### Activity
Out of the material that follows, write out exactly the lines from the line with "Target: rough bark" to the line with "Target: metal railing", both ends included, and no others.
+ + + +
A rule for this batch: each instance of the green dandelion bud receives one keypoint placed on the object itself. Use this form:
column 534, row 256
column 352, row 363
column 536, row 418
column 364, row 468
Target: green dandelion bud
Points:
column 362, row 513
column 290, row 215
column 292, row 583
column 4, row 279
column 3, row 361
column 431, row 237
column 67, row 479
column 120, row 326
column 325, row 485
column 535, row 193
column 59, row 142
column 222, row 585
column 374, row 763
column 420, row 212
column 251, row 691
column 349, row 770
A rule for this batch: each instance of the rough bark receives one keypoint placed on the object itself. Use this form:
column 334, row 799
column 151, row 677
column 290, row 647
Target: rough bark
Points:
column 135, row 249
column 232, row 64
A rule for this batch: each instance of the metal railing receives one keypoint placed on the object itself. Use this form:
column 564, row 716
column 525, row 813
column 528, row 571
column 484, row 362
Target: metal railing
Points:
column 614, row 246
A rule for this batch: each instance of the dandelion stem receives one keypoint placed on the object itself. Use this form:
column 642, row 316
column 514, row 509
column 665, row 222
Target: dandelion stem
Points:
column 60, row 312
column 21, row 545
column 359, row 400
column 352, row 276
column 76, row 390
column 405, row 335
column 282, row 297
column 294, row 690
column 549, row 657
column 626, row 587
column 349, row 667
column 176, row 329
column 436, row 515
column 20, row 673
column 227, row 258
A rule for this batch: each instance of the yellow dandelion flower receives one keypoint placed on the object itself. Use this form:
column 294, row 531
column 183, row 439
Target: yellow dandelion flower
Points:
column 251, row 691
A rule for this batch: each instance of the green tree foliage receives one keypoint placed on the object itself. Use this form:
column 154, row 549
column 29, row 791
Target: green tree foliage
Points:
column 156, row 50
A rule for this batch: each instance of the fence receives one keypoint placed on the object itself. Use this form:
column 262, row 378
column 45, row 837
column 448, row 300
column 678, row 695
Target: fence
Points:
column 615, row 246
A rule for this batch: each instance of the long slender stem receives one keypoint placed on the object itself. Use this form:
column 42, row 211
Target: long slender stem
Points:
+ + + +
### Your solution
Target: rough bark
Points:
column 135, row 249
column 232, row 64
A rule for this batch: each instance of the metal railing receives one keypoint placed on the object itself. Use this form:
column 564, row 716
column 525, row 813
column 528, row 571
column 484, row 362
Target: metal railing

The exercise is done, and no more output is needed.